● **WORKING DATA**
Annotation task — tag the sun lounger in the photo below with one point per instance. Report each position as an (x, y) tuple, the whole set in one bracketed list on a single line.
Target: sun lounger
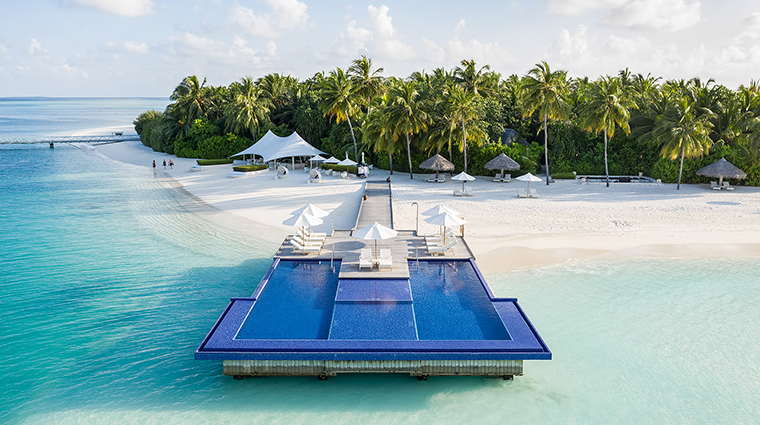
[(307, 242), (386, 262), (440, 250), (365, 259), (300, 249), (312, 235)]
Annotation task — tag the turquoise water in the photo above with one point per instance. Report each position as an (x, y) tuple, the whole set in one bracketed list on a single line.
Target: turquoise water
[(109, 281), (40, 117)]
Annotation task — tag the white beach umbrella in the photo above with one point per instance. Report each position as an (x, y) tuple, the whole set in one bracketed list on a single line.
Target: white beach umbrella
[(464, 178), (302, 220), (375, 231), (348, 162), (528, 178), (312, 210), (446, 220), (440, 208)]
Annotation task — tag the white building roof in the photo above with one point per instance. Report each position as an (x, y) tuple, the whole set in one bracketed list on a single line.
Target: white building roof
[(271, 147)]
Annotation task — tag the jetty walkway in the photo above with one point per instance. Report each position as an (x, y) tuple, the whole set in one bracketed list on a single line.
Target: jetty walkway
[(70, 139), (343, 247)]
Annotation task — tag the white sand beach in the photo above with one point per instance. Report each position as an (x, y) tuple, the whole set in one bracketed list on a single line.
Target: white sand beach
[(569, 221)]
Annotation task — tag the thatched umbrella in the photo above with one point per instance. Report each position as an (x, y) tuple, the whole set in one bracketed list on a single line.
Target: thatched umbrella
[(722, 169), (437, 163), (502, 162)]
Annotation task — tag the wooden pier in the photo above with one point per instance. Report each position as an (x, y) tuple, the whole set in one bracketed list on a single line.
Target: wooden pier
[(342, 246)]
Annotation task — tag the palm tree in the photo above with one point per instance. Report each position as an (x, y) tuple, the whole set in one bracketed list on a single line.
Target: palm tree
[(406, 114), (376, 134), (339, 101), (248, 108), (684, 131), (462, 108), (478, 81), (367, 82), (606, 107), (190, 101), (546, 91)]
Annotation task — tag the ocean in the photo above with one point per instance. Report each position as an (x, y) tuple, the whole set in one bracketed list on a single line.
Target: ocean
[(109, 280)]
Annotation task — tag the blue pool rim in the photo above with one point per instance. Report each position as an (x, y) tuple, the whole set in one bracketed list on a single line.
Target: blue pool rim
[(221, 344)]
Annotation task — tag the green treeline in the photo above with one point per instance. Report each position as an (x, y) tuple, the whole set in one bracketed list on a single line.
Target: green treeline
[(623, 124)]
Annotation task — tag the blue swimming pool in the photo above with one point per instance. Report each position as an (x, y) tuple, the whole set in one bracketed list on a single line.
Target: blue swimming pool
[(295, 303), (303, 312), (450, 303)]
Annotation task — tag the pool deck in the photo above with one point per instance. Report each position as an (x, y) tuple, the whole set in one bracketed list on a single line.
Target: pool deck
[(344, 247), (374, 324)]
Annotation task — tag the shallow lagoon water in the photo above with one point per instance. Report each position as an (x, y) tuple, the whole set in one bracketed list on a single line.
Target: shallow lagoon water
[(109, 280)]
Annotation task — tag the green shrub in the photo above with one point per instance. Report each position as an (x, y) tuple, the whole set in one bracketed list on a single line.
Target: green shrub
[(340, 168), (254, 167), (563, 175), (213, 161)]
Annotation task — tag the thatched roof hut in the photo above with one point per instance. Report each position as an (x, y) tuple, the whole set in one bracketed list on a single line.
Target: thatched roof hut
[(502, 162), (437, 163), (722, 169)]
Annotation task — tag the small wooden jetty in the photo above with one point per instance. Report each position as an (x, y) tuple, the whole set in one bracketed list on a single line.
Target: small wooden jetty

==

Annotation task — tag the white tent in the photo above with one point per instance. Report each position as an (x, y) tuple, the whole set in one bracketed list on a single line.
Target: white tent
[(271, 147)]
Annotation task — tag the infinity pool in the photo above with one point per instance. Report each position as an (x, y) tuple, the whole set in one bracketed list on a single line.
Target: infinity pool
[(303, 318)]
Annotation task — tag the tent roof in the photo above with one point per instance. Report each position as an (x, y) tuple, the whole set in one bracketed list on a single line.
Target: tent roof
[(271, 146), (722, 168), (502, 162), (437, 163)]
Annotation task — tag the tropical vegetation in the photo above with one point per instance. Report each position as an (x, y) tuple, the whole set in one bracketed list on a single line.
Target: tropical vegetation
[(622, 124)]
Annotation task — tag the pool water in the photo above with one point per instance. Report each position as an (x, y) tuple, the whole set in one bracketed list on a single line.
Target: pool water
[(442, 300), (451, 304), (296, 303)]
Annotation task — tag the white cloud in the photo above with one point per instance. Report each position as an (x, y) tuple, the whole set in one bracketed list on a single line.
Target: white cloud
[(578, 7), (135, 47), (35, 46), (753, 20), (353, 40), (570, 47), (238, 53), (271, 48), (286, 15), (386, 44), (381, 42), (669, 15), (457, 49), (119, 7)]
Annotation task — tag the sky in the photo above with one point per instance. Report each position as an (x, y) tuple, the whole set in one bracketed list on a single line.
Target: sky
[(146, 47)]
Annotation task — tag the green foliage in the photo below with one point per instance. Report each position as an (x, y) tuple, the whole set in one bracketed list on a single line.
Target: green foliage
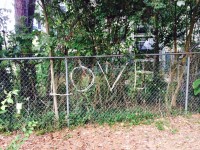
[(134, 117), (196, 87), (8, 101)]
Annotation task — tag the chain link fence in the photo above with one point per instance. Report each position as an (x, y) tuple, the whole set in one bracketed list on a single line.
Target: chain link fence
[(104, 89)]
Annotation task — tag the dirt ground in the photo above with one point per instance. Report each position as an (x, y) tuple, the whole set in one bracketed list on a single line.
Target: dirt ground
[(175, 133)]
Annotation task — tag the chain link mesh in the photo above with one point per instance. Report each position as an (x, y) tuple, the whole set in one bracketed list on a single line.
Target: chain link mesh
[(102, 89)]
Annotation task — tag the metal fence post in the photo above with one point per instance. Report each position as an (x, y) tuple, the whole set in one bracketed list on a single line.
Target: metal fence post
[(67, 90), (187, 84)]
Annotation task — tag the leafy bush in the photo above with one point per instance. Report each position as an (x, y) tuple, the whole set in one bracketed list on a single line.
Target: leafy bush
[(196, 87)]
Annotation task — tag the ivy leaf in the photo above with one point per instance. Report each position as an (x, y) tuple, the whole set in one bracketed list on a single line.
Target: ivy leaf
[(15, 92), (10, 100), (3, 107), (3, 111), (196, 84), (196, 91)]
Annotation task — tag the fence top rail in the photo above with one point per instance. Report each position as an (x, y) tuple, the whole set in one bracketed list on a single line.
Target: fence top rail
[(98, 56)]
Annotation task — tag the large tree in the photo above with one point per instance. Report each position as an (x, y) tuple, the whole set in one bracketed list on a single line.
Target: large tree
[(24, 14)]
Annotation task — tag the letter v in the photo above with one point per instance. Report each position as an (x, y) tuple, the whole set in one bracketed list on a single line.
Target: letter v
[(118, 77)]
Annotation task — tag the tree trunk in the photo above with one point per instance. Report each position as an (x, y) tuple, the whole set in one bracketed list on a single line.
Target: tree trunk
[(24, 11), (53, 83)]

* * *

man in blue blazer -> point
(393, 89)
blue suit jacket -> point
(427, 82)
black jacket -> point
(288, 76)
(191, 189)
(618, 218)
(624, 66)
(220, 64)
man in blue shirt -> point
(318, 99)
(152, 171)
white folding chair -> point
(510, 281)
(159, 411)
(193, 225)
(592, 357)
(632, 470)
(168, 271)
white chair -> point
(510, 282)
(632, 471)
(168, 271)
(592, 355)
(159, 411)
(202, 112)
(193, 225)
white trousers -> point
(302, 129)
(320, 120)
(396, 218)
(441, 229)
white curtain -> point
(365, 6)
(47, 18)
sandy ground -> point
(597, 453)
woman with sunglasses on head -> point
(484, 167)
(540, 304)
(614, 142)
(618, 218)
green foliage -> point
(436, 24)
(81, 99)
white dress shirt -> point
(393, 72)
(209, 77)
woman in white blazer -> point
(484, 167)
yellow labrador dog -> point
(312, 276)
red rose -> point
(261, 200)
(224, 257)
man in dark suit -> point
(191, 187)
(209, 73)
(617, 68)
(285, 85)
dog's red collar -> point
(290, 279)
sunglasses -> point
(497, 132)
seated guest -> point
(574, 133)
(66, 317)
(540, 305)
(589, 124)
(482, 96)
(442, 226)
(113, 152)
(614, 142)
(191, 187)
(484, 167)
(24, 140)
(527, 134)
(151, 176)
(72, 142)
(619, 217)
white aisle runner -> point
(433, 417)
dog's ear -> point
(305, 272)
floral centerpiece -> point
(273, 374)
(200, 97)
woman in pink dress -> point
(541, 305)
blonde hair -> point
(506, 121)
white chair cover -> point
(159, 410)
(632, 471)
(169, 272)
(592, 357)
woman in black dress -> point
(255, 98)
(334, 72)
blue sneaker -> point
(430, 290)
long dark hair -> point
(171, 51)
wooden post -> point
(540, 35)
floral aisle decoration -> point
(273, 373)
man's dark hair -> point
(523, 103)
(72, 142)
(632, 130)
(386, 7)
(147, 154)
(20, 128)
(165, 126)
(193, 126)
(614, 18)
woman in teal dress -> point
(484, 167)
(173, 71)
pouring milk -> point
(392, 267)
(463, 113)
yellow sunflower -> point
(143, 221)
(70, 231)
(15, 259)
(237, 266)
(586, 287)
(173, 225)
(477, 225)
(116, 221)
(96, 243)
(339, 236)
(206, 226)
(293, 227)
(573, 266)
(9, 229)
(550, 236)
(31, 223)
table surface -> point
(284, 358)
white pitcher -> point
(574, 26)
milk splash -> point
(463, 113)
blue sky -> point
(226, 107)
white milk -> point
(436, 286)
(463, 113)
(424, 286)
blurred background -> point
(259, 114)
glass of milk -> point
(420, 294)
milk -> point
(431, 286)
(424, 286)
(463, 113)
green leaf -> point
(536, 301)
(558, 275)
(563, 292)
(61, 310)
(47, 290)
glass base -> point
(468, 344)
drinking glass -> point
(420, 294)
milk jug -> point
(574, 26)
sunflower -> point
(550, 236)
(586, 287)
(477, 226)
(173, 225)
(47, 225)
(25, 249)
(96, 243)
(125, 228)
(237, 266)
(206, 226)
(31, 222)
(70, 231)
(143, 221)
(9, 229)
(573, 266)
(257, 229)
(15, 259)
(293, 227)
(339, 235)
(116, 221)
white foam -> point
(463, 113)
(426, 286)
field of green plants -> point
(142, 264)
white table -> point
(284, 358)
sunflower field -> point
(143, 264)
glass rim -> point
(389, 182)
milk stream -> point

● **TO DO**
Copy the data starting at the line containing "drinking glass -> point" and ending at the line containing "milk stream -> point", reproducing every line in that span without alteration.

● **RESPONSE TO THE EXERCISE**
drinking glass -> point
(420, 294)
milk jug -> point
(574, 26)
sunflower -> point
(550, 236)
(586, 287)
(477, 226)
(173, 225)
(47, 225)
(25, 249)
(96, 243)
(125, 228)
(237, 266)
(206, 226)
(31, 222)
(70, 231)
(143, 221)
(9, 229)
(573, 266)
(257, 229)
(15, 259)
(293, 227)
(339, 235)
(116, 221)
white foam -> point
(463, 113)
(426, 286)
field of green plants -> point
(142, 264)
white table -> point
(284, 358)
sunflower field -> point
(143, 264)
glass rim -> point
(389, 182)
milk stream -> point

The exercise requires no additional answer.